Jennifer Johnston impressionne en Birgitta (gouvernante de Paul) par sa
diction excellente et varie les couleurs de son chant selon la situation. À
l’acte II, la drôle de bande de camarades du théâtre se lance dans une
griserie du petit matin autour d’un chariot de shopping, scène mémorable.
Corinna Scheurle (Lucienne) maîtrise non seulement la barre de danse
verticale mais aussi son mezzo profond et tendre, tandis que Mirjam Mesak
(Juliette) tire de son soprano rond de riches nuances dans le medium-haut.
Manuel Günther prête son ténor charpenté aux deux rôles de Gaston (danseur)
et Victorin (metteur en scène), et son collègue Dean Power le sien –au
timbre encore plus clair– aux interventions du Comte Albert.
Andrzej
Filończyk incarne Frank et Fritz avec un jeu quelque peu théâtral qui se
trouve dans son juste élément pour l’autre « tube » de l’opéra, Mein Sehnen,
mein Wähnen (Mon désir, mon délire). Ses moyens vocaux y gagnent en corps et
en brillance mais le très jeune baryton polonais aura toutefois l’occasion
d’encore les affiner (comme sa projection).
L’ovation debout après
rideau final est toutefois destinée à trois artistes : Marlis Petersen,
Jonas Kaufmann et Kirill Petrenko. Ayant ravi le public munichois cet été
dans le rôle-titre de Salomé (par Warlikowski), Petersen est reçue à la
hauteur des attentes et du double rôle de Marietta et l’apparition de Marie,
individualisant cette dernière par un ton de deuil légèrement spectral. Sa
Marietta vit une multitude d’états émotionnels : de la danseuse enjouée à
l’émancipée sensuelle, puis l’irritation et l’insinuation à la limite d’une
vengeresse opératique, avant de reprendre son ton jovial, calme et aimable
pour la "fin heureuse" (dans l’œuvre, l’assassinat se révèle n’être qu’un
rêve). Elle maîtrise autant le jeu vif et naturel que son soprano charpenté,
rond et carillonnant, qui lui permet des phrases denses et intenses à
travers les registres, sans compromettre l’aspect théâtral (et d'un bel
canto non démonstratif).

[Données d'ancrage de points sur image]
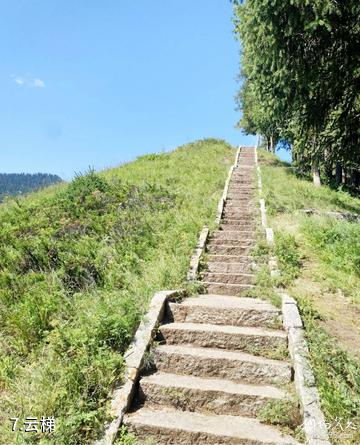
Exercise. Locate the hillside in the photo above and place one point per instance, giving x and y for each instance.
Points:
(78, 264)
(21, 183)
(319, 259)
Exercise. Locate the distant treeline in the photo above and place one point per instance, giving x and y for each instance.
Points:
(20, 183)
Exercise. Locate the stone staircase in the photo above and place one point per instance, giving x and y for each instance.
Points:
(213, 373)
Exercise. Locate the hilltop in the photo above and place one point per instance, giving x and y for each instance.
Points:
(78, 264)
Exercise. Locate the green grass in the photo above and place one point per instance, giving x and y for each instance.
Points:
(78, 265)
(320, 256)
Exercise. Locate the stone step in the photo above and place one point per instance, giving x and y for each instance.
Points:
(242, 208)
(241, 203)
(213, 396)
(230, 267)
(225, 310)
(226, 277)
(241, 188)
(221, 249)
(248, 339)
(231, 242)
(240, 195)
(239, 226)
(241, 221)
(174, 427)
(240, 259)
(236, 235)
(213, 287)
(236, 212)
(232, 365)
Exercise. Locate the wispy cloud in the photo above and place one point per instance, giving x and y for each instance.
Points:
(29, 82)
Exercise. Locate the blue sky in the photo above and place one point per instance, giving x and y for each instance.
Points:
(97, 83)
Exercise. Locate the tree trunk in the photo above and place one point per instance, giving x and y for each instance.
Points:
(338, 173)
(315, 172)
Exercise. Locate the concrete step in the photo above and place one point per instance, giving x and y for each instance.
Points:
(231, 242)
(230, 259)
(232, 365)
(248, 209)
(236, 235)
(244, 203)
(239, 226)
(174, 427)
(213, 396)
(234, 213)
(248, 339)
(225, 310)
(213, 287)
(218, 267)
(237, 187)
(226, 277)
(240, 195)
(220, 249)
(240, 221)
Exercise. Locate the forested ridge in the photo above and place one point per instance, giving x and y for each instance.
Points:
(19, 183)
(300, 81)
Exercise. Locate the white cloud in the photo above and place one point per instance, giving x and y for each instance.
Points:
(38, 83)
(29, 82)
(19, 80)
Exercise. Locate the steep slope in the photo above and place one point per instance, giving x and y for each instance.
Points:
(221, 358)
(78, 264)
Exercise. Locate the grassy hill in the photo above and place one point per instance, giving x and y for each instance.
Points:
(78, 264)
(319, 258)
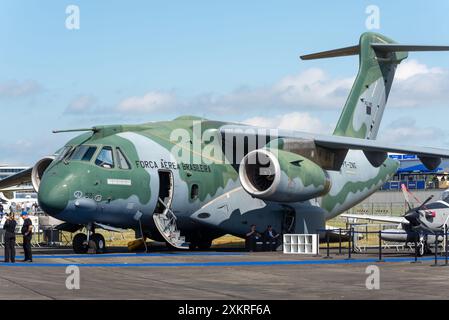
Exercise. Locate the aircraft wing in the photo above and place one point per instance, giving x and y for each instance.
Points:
(16, 179)
(375, 151)
(370, 217)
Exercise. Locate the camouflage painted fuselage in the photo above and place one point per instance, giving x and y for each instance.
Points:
(82, 192)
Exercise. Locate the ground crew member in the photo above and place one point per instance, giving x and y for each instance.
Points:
(10, 239)
(251, 238)
(27, 232)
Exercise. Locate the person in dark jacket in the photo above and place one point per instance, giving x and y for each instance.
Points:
(251, 238)
(27, 232)
(270, 239)
(10, 239)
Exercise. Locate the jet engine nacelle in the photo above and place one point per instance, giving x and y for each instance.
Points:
(38, 171)
(278, 175)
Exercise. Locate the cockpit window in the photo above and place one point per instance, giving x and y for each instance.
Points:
(121, 160)
(83, 153)
(105, 158)
(61, 153)
(445, 196)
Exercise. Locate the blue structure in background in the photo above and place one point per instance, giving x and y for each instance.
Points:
(411, 173)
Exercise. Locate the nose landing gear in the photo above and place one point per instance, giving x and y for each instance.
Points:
(83, 243)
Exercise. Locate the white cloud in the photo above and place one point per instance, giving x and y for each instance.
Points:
(411, 68)
(15, 89)
(313, 88)
(81, 104)
(417, 85)
(405, 131)
(300, 121)
(150, 102)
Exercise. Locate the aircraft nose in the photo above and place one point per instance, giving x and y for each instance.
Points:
(412, 217)
(52, 195)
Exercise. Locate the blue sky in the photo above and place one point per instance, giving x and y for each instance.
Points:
(139, 61)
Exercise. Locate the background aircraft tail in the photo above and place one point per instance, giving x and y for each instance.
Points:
(378, 59)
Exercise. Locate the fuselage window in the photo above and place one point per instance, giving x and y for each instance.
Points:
(105, 158)
(83, 153)
(122, 161)
(194, 191)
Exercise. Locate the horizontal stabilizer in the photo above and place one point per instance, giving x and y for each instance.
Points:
(380, 47)
(348, 51)
(393, 47)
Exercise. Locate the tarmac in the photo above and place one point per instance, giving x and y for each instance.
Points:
(221, 274)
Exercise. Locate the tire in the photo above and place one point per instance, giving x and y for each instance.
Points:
(78, 243)
(421, 250)
(100, 242)
(193, 245)
(204, 244)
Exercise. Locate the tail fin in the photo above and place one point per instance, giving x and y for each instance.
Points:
(378, 59)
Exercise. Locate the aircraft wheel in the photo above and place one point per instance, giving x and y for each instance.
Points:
(193, 244)
(100, 242)
(421, 249)
(79, 243)
(204, 244)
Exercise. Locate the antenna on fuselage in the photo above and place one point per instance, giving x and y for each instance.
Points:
(76, 130)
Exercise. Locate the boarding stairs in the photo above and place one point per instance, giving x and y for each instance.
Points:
(166, 224)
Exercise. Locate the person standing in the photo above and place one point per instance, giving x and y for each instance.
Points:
(10, 239)
(271, 238)
(27, 232)
(251, 238)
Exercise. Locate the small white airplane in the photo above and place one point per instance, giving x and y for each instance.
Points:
(19, 199)
(420, 224)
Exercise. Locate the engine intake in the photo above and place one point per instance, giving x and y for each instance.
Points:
(278, 175)
(39, 170)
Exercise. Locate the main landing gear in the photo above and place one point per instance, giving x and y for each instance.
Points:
(200, 243)
(83, 243)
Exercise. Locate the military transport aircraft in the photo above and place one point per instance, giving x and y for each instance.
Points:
(423, 224)
(191, 180)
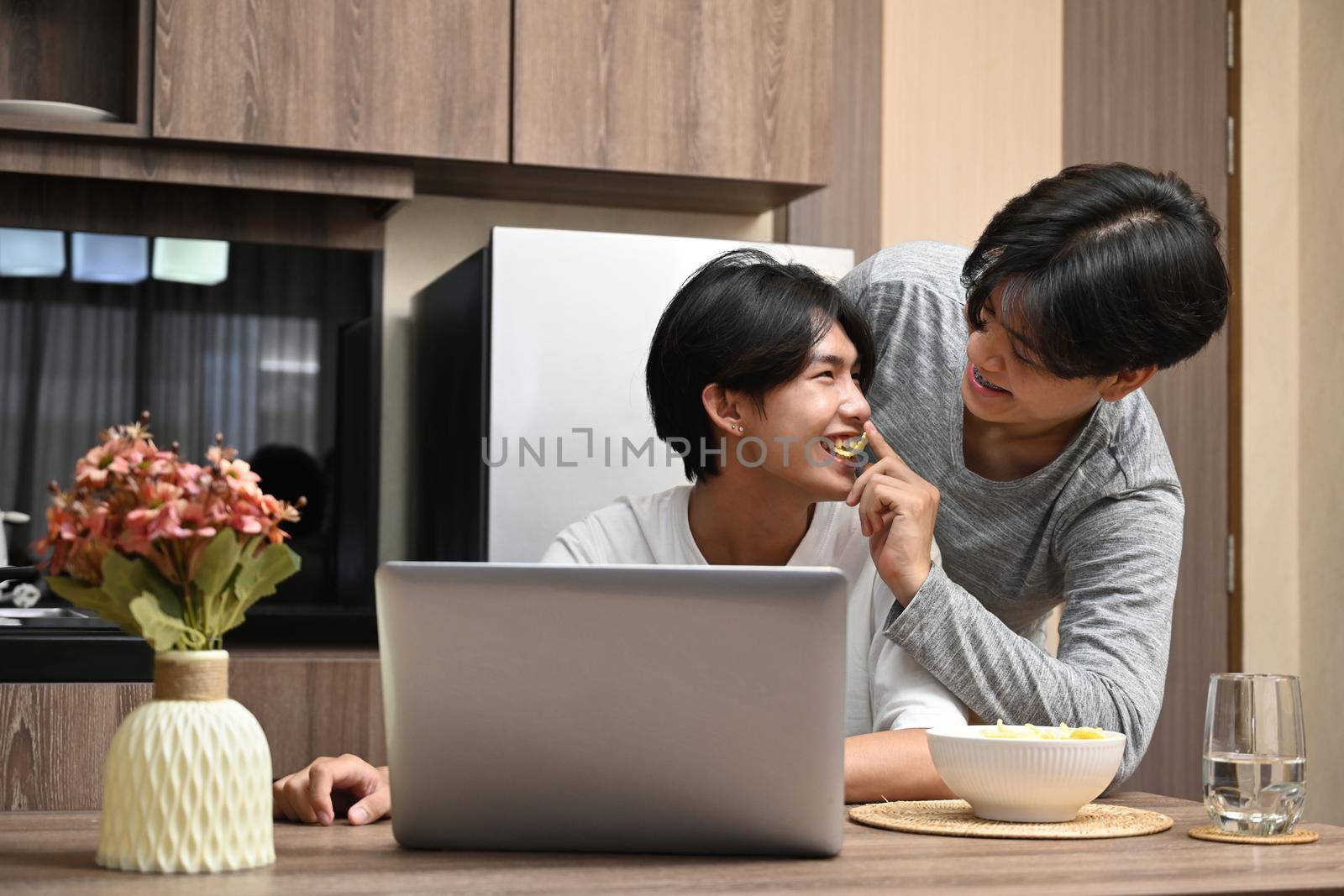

| Action requise |
Recopiez, dans l'extrait sur la distribution de l'opéra, le passage qui s'ouvre sur les mots contenant "Corinna Scheurle (Lucienne)" et se termine par "(comme sa projection).". Les enregistrements n'ont aucun lien avec l'extrait.

| Réponse rédigée |
Corinna Scheurle (Lucienne) maîtrise non seulement la barre de danse
verticale mais aussi son mezzo profond et tendre, tandis que Mirjam Mesak
(Juliette) tire de son soprano rond de riches nuances dans le medium-haut.
Manuel Günther prête son ténor charpenté aux deux rôles de Gaston (danseur)
et Victorin (metteur en scène), et son collègue Dean Power le sien –au
timbre encore plus clair– aux interventions du Comte Albert.
Andrzej
Filończyk incarne Frank et Fritz avec un jeu quelque peu théâtral qui se
trouve dans son juste élément pour l’autre « tube » de l’opéra, Mein Sehnen,
mein Wähnen (Mon désir, mon délire). Ses moyens vocaux y gagnent en corps et
en brillance mais le très jeune baryton polonais aura toutefois l’occasion
d’encore les affiner (comme sa projection).